Problem to work on:
Reproduce each record below exactly as written.

Data in this exercise:
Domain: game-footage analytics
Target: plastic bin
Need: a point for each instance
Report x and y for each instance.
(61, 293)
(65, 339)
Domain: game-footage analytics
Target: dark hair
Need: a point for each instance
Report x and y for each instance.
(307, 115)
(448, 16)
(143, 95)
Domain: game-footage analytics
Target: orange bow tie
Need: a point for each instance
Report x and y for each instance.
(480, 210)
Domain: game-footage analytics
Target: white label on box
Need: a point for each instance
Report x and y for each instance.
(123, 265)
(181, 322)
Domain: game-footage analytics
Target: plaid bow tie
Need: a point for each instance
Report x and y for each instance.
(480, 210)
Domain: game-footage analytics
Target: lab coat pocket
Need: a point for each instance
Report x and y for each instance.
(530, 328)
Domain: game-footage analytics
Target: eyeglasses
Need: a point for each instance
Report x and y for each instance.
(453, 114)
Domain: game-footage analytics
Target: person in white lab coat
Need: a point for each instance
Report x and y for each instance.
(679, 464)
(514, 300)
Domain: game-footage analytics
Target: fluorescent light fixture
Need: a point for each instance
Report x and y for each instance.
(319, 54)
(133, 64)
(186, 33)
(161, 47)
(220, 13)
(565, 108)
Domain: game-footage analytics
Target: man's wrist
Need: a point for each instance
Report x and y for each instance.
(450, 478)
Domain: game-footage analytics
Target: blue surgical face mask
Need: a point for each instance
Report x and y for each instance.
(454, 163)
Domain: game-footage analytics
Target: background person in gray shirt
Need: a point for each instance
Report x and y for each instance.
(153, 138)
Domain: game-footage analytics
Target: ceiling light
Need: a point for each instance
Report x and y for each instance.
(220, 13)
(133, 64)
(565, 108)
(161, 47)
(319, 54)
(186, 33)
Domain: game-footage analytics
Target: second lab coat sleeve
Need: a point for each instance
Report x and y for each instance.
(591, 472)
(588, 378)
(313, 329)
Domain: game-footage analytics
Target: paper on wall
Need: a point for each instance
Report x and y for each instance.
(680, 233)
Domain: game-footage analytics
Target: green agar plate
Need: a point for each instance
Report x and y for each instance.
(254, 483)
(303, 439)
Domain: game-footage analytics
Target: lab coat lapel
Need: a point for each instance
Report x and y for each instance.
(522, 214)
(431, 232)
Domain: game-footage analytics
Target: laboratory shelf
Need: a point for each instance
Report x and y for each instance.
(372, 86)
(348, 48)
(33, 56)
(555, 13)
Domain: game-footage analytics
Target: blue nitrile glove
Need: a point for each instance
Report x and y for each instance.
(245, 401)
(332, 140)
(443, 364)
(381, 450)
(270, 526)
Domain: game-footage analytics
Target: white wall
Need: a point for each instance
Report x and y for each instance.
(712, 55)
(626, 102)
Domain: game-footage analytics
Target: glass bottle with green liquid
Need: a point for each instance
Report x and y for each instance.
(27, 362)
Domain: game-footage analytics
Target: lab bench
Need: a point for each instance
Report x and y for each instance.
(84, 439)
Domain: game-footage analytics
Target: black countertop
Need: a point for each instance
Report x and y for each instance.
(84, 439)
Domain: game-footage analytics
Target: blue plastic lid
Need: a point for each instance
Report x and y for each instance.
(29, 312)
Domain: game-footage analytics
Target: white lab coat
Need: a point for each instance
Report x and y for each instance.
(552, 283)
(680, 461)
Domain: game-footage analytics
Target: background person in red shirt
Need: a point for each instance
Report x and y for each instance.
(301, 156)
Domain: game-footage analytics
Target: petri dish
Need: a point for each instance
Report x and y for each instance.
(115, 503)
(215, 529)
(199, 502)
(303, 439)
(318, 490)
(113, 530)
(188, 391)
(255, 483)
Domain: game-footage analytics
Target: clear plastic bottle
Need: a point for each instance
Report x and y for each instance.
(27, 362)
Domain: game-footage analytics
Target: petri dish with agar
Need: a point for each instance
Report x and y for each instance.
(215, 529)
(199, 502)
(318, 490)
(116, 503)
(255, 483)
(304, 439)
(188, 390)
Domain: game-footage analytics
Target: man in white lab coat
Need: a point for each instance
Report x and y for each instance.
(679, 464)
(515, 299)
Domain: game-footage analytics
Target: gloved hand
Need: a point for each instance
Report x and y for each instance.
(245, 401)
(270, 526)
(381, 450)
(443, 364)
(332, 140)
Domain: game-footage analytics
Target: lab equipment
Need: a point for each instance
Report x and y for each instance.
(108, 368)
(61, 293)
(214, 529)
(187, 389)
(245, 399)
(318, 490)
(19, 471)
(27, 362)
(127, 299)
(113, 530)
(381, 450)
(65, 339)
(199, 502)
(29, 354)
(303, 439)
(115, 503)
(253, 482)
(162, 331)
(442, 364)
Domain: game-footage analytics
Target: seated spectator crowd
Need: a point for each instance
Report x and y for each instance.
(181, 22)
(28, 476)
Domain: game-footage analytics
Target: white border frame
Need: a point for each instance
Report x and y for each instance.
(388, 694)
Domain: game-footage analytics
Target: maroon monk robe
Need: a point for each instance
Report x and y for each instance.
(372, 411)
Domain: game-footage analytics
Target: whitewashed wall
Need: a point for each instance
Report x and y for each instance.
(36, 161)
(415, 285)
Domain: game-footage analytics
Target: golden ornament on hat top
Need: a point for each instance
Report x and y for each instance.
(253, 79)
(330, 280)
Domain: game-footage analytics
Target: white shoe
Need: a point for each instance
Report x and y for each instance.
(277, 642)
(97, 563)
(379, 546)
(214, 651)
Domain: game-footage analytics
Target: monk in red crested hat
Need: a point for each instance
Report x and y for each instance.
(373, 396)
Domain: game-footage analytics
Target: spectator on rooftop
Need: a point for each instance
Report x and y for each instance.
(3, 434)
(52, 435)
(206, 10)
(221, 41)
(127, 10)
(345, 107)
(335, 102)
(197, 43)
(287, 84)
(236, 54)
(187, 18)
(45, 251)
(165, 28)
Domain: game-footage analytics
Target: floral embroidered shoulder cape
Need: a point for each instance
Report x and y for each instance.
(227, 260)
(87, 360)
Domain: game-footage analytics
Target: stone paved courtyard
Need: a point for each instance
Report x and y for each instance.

Result for this exercise:
Domain: game-footage analytics
Target: plastic bin
Need: a point for each instance
Report x and y for each instance.
(61, 293)
(65, 339)
Domain: game-footage analytics
Target: dark hair
Need: a point for each instance
Report x and y for each instance.
(307, 115)
(448, 16)
(143, 95)
Domain: game-footage analytics
Target: orange bow tie
Need: a point for each instance
Report x and y for each instance.
(480, 210)
Domain: game-footage analytics
Target: white label on box
Need: a point for each instance
Report x and y for each instance.
(123, 265)
(181, 322)
Domain: game-footage analytics
Target: plaid bow tie
Need: a point for each instance
Report x and y for each instance.
(480, 210)
Domain: game-footage analytics
Target: lab coat pocket
Need: a point for each instance
Report x and y for each instance.
(530, 328)
Domain: game-footage analytics
Target: eyeglasses
Need: a point for each instance
Report x and y for each instance.
(453, 114)
Domain: game-footage analytics
Target: person in white lab coat
Need: a point for each instance
Report x and y for each instance.
(679, 464)
(514, 300)
Domain: game-footage analytics
Target: fluorescent light fixture
Need: a point for each instance
Report x and y for each instance.
(319, 54)
(133, 64)
(186, 33)
(161, 47)
(220, 13)
(565, 108)
Domain: game-footage analytics
Target: man's wrist
Need: a point for each instance
Report x and y for each instance.
(450, 478)
Domain: game-footage analytics
Target: blue surgical face mask
Need: a point for each instance
Report x and y for each instance.
(454, 163)
Domain: game-footage analytics
Target: background person in gray shirt
Need: a point for each instance
Report x and y for each instance.
(153, 138)
Domain: game-footage analytics
Target: ceiling light
Need: a point for each instance
Report x and y for each instance.
(220, 13)
(133, 64)
(565, 108)
(161, 47)
(319, 54)
(186, 33)
Domain: game-footage analytics
Target: second lab coat sleeve
Need: a point for each instance
Report x and y for each instance.
(591, 472)
(588, 378)
(313, 329)
Domain: game-footage analytics
Target: paper on wall
Need: a point for each instance
Report x and y for each instance.
(680, 233)
Domain: game-footage analytics
Target: green agar plate
Need: a point for each instance
Report x and y for each instance.
(254, 483)
(303, 439)
Domain: game-footage analytics
Target: lab coat lapel
Need: a point for each instance
Report x and y for each instance.
(522, 214)
(431, 232)
Domain: game-footage analytics
Target: laboratory shelf
Need: a point for each instance
Report x and y for each instance.
(372, 86)
(348, 48)
(33, 56)
(555, 13)
Domain: game-footage analytics
Target: blue nitrile glove
Need: a point for each instance
Report x and y for each instance.
(245, 401)
(332, 140)
(443, 364)
(381, 450)
(270, 526)
Domain: game-footage analytics
Target: white wall
Need: a point for each instance
Report x and y for each instance.
(712, 55)
(626, 102)
Domain: game-footage analytics
Target: glass bottle with green liquid
Need: a point for each instance
Report x and y for each instance.
(27, 362)
Domain: game-footage analytics
Target: lab bench
Need: a point for each instance
Report x and y for each instance.
(84, 439)
Domain: game-footage analytics
Target: black countertop
Need: a point for each instance
Report x and y for each instance.
(84, 439)
Domain: game-footage analytics
Target: blue plastic lid
Need: a point for each instance
Report x and y for each instance.
(29, 312)
Domain: game-footage analytics
Target: white lab coat
Need: a point for each instance
Report x and y for each instance.
(552, 283)
(680, 461)
Domain: game-footage analytics
Target: background person in red shirt
Need: a point for each instance
Report x and y for each instance.
(301, 156)
Domain: game-footage analytics
Target: petri dish
Need: a point for each instance
Report x and y for each instance.
(115, 503)
(215, 529)
(199, 502)
(303, 439)
(318, 490)
(113, 530)
(188, 391)
(255, 483)
Domain: game-footage analytics
Target: clear plastic bottle
Need: a point for each instance
Report x and y for each instance.
(27, 362)
Domain: game-footage analytics
Target: petri dish with agar
Need: a point for each instance
Report x and y for each instance.
(215, 529)
(199, 502)
(318, 490)
(116, 503)
(255, 483)
(304, 439)
(188, 390)
Domain: game-footage analytics
Target: man in white lab coat
Need: a point for each instance
Report x and y for each instance.
(679, 464)
(515, 299)
Domain: game-footage analytics
Target: gloved hand
Need: a point for each instance
Report x and y for each instance.
(245, 401)
(270, 526)
(381, 450)
(443, 364)
(332, 140)
Domain: game-footage analytics
Target: lab equipment
Need: a point for each instance
Report x and y for each instance.
(108, 368)
(61, 293)
(214, 529)
(187, 389)
(245, 399)
(318, 490)
(19, 471)
(27, 362)
(127, 299)
(113, 530)
(381, 450)
(65, 339)
(199, 502)
(29, 354)
(303, 439)
(115, 503)
(253, 482)
(162, 331)
(442, 364)
Domain: game-footage analytics
Target: seated spectator crowd
Need: a point for each instance
Report x and y for each instance.
(181, 22)
(28, 476)
Domain: game-footage analytics
Target: white border frame
Need: a point for each instance
Report x and y for each instance.
(388, 694)
Domain: game-footage analytics
Target: maroon monk robe
Need: a point for each instance
Report x and y for each instance.
(372, 411)
Domain: game-footage analytics
Target: whitewashed wall
Need: a point for each instance
Report x and y for each instance.
(36, 161)
(415, 285)
Domain: game-footage analytics
Target: golden ornament on hat top
Need: a point for each instance
Report x and y for each instance.
(253, 79)
(330, 280)
Domain: game-footage analytics
Target: white shoe
Need: a point for each instance
Report x and y for each instance.
(277, 642)
(97, 563)
(379, 546)
(214, 651)
Domain: game-footage analytics
Target: monk in red crested hat
Need: a point for each instance
Report x and y for each instance.
(373, 396)
Domain: game-footage analytics
Target: spectator on rooftop
Need: a point for each instance
Report x and y for each instance.
(3, 434)
(52, 435)
(206, 10)
(221, 41)
(127, 10)
(345, 107)
(335, 102)
(197, 43)
(287, 84)
(236, 54)
(187, 18)
(45, 251)
(165, 28)
Domain: game-footage analytics
Target: floral embroidered shoulder cape
Need: a point for each instance
Report x and y for each instance.
(227, 260)
(87, 360)
Domain: game-footage analytics
Target: stone paved courtyard
Need: a point for each instance
Report x and y for each instance.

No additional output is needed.